--- SET PROBLEM ---
Arrange every line of the listing below as a numbered list, skipping the blank lines. Leave the picture out of your answer.

--- ENTRIES SUPPLIED ---
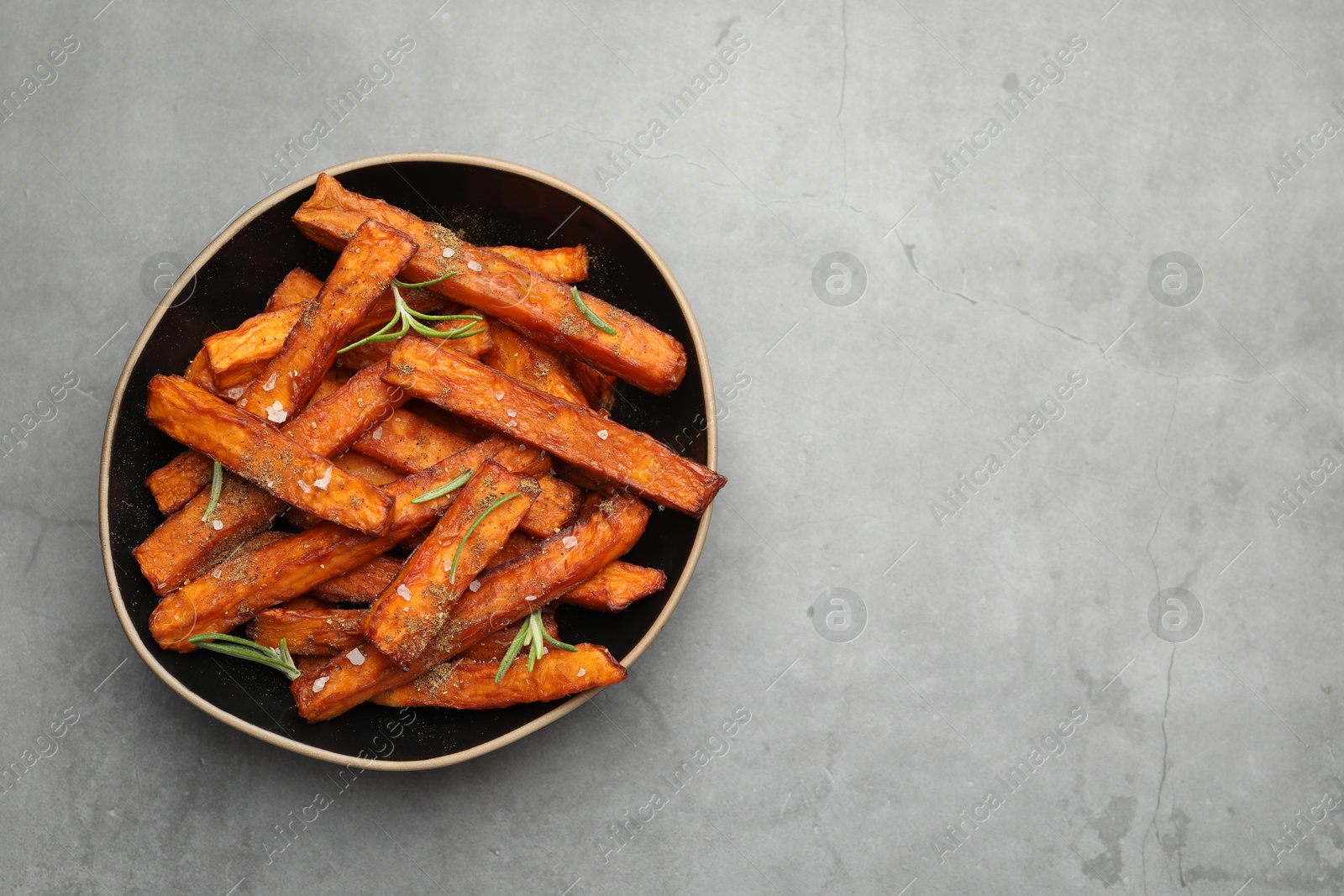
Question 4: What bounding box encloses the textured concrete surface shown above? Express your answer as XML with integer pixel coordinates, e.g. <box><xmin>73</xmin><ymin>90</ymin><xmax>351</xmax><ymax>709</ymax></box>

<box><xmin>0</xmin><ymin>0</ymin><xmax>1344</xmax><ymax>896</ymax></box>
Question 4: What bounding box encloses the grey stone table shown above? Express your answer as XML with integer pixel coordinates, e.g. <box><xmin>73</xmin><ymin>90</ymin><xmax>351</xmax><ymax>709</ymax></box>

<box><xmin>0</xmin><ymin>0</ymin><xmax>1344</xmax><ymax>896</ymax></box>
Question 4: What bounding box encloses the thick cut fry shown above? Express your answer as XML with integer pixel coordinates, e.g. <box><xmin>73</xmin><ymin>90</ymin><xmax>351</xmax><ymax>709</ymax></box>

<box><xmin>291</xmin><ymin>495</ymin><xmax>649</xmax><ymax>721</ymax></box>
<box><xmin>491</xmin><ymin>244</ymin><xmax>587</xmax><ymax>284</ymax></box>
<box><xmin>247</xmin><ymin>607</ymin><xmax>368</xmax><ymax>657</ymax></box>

--- THE ANSWER ---
1. Question 4: What bounding box encloses the textured concrete surface shown above? Express your answer as XML with integer pixel coordinates, e.g. <box><xmin>73</xmin><ymin>90</ymin><xmax>351</xmax><ymax>709</ymax></box>
2. <box><xmin>0</xmin><ymin>0</ymin><xmax>1344</xmax><ymax>896</ymax></box>
3. Question 4: What bounding box encloses the grey stone table shown above? Express your answer as XML with integer pixel coordinates, e.g. <box><xmin>73</xmin><ymin>90</ymin><xmax>351</xmax><ymax>709</ymax></box>
4. <box><xmin>0</xmin><ymin>0</ymin><xmax>1344</xmax><ymax>896</ymax></box>
5. Question 4: What bounding box encloses the thick cut fry shown above? Express your answer as XML with integer pixel coordinates, e.g. <box><xmin>73</xmin><ymin>90</ymin><xmax>351</xmax><ymax>709</ymax></box>
6. <box><xmin>291</xmin><ymin>495</ymin><xmax>649</xmax><ymax>721</ymax></box>
7. <box><xmin>491</xmin><ymin>244</ymin><xmax>587</xmax><ymax>284</ymax></box>
8. <box><xmin>247</xmin><ymin>607</ymin><xmax>368</xmax><ymax>657</ymax></box>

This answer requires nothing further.